__What to produce__
Given the listing below, reproduce all of it exactly.

__Available data__
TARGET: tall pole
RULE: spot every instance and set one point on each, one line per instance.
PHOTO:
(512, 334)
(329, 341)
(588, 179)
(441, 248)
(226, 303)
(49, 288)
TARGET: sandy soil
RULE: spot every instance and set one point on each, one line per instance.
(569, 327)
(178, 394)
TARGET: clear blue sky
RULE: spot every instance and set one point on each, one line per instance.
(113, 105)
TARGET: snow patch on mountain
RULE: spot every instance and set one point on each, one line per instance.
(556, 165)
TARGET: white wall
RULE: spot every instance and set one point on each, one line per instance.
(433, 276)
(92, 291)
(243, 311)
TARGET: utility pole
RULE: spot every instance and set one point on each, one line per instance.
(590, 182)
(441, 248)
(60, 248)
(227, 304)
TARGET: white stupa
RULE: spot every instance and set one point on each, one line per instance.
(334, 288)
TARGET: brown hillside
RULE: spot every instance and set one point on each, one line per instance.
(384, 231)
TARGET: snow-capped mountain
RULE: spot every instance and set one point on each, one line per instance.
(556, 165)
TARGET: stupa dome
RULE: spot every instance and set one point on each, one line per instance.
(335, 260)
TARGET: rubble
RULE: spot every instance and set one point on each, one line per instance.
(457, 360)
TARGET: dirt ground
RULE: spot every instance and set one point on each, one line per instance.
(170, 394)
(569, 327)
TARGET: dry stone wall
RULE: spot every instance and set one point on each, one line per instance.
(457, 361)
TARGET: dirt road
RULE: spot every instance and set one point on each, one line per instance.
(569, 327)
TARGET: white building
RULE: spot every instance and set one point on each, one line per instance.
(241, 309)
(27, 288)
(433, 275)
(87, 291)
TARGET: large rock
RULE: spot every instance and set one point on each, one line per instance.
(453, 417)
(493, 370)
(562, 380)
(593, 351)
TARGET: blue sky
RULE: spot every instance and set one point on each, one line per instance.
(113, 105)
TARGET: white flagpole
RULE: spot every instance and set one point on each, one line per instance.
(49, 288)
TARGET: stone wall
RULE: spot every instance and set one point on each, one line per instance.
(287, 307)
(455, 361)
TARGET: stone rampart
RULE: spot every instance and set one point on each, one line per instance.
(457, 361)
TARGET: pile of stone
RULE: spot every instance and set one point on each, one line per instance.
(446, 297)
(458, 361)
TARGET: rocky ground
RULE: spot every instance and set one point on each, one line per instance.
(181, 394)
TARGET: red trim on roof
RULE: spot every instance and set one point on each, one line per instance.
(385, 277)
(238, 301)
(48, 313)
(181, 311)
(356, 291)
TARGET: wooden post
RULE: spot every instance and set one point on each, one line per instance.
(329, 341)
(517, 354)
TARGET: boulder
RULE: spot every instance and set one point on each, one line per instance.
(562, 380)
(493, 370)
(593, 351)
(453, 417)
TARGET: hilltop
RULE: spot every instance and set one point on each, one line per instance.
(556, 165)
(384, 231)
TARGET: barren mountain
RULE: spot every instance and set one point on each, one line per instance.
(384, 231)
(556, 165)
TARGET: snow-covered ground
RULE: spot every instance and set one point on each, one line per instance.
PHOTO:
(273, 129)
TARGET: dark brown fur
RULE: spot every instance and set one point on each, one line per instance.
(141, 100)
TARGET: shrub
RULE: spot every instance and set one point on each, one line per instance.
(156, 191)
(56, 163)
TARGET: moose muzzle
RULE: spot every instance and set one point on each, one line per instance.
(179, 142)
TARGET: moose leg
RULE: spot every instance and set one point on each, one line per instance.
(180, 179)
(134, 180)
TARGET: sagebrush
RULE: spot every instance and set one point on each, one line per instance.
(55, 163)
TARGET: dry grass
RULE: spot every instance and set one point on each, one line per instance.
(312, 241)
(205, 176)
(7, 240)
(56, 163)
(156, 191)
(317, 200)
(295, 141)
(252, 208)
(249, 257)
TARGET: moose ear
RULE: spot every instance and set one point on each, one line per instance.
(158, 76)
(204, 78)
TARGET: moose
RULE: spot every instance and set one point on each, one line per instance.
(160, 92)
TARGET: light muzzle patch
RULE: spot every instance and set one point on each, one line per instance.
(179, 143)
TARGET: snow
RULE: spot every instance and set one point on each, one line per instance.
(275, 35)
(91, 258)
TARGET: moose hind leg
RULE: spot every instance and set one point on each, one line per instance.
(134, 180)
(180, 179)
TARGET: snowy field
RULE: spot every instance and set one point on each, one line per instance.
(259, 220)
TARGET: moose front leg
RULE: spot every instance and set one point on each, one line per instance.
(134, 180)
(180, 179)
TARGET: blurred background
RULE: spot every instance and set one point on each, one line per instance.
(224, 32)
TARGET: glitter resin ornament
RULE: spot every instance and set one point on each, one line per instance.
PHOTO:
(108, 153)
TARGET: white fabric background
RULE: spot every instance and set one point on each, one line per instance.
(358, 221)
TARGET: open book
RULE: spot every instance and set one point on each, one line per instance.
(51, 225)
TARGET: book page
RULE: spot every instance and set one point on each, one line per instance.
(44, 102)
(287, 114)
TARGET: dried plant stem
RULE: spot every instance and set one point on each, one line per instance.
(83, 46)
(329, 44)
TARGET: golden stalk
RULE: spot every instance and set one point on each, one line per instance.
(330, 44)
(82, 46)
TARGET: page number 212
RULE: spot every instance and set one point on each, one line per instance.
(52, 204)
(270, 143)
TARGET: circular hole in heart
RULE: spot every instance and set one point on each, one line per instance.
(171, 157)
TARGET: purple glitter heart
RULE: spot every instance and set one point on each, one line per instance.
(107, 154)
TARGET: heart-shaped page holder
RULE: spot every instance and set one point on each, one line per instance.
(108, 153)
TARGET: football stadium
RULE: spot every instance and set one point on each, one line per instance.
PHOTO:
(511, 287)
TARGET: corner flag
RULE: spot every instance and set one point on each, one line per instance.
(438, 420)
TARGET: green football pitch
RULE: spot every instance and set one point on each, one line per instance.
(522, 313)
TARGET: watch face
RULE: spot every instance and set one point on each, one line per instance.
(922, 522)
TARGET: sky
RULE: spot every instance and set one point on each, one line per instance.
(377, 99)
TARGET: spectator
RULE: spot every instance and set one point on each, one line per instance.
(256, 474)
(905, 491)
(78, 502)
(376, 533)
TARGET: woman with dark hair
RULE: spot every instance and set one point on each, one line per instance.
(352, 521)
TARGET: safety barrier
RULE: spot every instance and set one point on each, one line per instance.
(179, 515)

__Output for this task__
TARGET: tall pole
RULE: spot every instance and set one point on each, one line per instance.
PHOTO:
(512, 334)
(329, 341)
(588, 179)
(441, 248)
(226, 303)
(49, 288)
TARGET: sandy soil
RULE: spot every instance and set one point on each, one line per instance.
(569, 327)
(178, 394)
TARGET: clear blue sky
RULE: spot every instance and set one point on each, one line per instance.
(113, 105)
TARGET: snow patch on mountain
RULE: spot every instance and set one point on each, one line per instance.
(556, 165)
TARGET: white wall
RULE: spot every instance and set one point on each, one line per instance.
(433, 276)
(92, 291)
(243, 311)
TARGET: utility pole
RULE: spot every instance and set one point on each, one line per instance.
(590, 182)
(441, 248)
(60, 248)
(227, 304)
TARGET: white stupa
RULE: spot every instance and set one point on each, one line per instance.
(334, 288)
TARGET: brown hillside
RULE: spot every instance and set one point on each, one line per instance.
(384, 231)
TARGET: snow-capped mountain
RULE: spot every instance and set one point on each, one line per instance.
(556, 165)
TARGET: stupa dome
RULE: spot every instance and set one point on each, one line per instance.
(335, 260)
TARGET: rubble
RULE: spot every instance and set one point on each, one line per instance.
(457, 360)
TARGET: dirt ground
RULE: spot every instance and set one point on each, one line per instance.
(170, 394)
(569, 327)
TARGET: dry stone wall
RULE: spot every instance and set one point on each, one line per instance.
(457, 361)
TARGET: dirt road
RULE: spot every instance and set one point on each, one line per instance.
(569, 327)
TARGET: white building
RULE: spot every instance and set one point on each, one line per instance.
(241, 309)
(27, 288)
(433, 275)
(87, 291)
TARGET: large rock
RULE: spot every instance and set one point on each, one line per instance.
(453, 417)
(493, 370)
(562, 380)
(593, 351)
TARGET: blue sky
RULE: spot every instance and set one point on each, one line per instance.
(113, 105)
TARGET: white flagpole
RULE: spot every instance and set one point on each, one line per instance.
(49, 288)
TARGET: stone wall
RULE: spot every instance and set one point on each, one line per instance.
(287, 307)
(455, 361)
TARGET: stone rampart
RULE: spot every instance and set one point on each, one line per instance.
(457, 361)
TARGET: pile of stone
RULE: spot every instance and set one point on each, one line per instance.
(446, 297)
(458, 361)
TARGET: rocky ground
RULE: spot every instance and set one point on each, one line per instance.
(181, 394)
TARGET: red trim on roof
RULE: spot every instance and set one point on each, one line per instance.
(385, 277)
(238, 301)
(48, 313)
(181, 311)
(356, 291)
TARGET: wooden post
RULE: spot every instance and set one point on each, one line per instance.
(329, 341)
(517, 354)
TARGET: boulder
RULE: spot every instance and set one point on each, one line per instance.
(562, 380)
(493, 370)
(593, 351)
(453, 417)
TARGET: hilltop
RULE: spot every instance and set one point on each, one line per instance.
(556, 165)
(384, 231)
TARGET: barren mountain
RULE: spot every instance and set one point on each, one line per instance.
(384, 231)
(556, 165)
TARGET: snow-covered ground
RULE: spot every instance and set one point on each, one line per instance.
PHOTO:
(273, 129)
TARGET: dark brown fur
RULE: spot every instance and set one point on each, one line per instance.
(141, 100)
TARGET: shrub
RULE: spot every instance and set one point on each, one line per instance.
(156, 191)
(56, 163)
TARGET: moose muzzle
RULE: spot every instance and set one point on each, one line per instance.
(179, 142)
TARGET: moose leg
RULE: spot every instance and set one point on each, one line per instance.
(180, 179)
(134, 180)
TARGET: sagebrush
RULE: spot every instance and set one point on each, one line per instance.
(55, 163)
TARGET: dry grass
RULE: spot every instance and set one point on each, one line per instance.
(312, 241)
(205, 176)
(7, 240)
(56, 163)
(156, 191)
(317, 200)
(295, 141)
(252, 208)
(249, 257)
TARGET: moose ear
RULE: spot every instance and set one point on each, one line per instance.
(158, 76)
(204, 78)
TARGET: moose
RULE: spot every instance and set one point on each, one line per instance.
(160, 92)
TARGET: light muzzle patch
RULE: spot every instance and set one point on each, one line per instance.
(179, 143)
TARGET: snow
RULE: spot every instance and set one point on each, one line per instance.
(275, 35)
(91, 258)
TARGET: moose hind leg
RULE: spot every instance and set one point on each, one line per instance.
(134, 180)
(180, 179)
TARGET: snowy field
RULE: spot every instance and set one point on each, one line per instance.
(259, 220)
TARGET: moose front leg
RULE: spot every instance and set one point on each, one line per instance.
(134, 180)
(180, 179)
TARGET: blurred background
RULE: spot every instance and set one point on each, one line per instance.
(224, 32)
TARGET: glitter resin ornament
RULE: spot every instance and set one point on each, one line per instance.
PHOTO:
(108, 153)
TARGET: white fabric background
RULE: spot every instance and set one point on each, one line per instance.
(358, 221)
TARGET: open book
RULE: spot every instance and set one point on each, one line per instance.
(51, 225)
TARGET: book page
RULE: spot every instance and set one point on each, one line per instance.
(44, 102)
(287, 114)
TARGET: dried plant stem
RULE: spot every instance and set one point on each, one line per instance.
(83, 46)
(329, 44)
TARGET: golden stalk
RULE: spot every instance and set one point on each, one line per instance.
(330, 44)
(82, 46)
TARGET: page number 212
RULE: spot every instance and set one point on each, one line per instance.
(52, 204)
(270, 143)
TARGET: circular hole in heart
RULE: spot every instance and set one point on each, one line per instance.
(171, 157)
TARGET: purple glitter heart
RULE: spot every instance and set one point on each, one line per instance.
(107, 154)
TARGET: heart-shaped page holder
RULE: spot every instance and set one point on each, one line per instance.
(108, 153)
TARGET: football stadium
RULE: spot every instance and set one point on each, one line per instance.
PHOTO:
(511, 287)
TARGET: corner flag
RULE: spot every instance and set one point on each, one line per instance.
(438, 420)
TARGET: green football pitch
RULE: spot every instance and set one point on each, one line per instance.
(522, 313)
TARGET: watch face
RULE: spot every instance and set one point on each, one line per instance.
(922, 522)
TARGET: sky
RULE: spot every instance and set one point on each, one line per instance.
(377, 99)
TARGET: spectator
RULE: spot every instance and set one point on each, one line per instance.
(256, 474)
(905, 491)
(78, 502)
(376, 533)
TARGET: woman with dark hair
RULE: spot every instance and set one point on each, one line per instance.
(352, 521)
TARGET: safety barrier
RULE: spot every instance and set one point on each, one line per instance.
(179, 515)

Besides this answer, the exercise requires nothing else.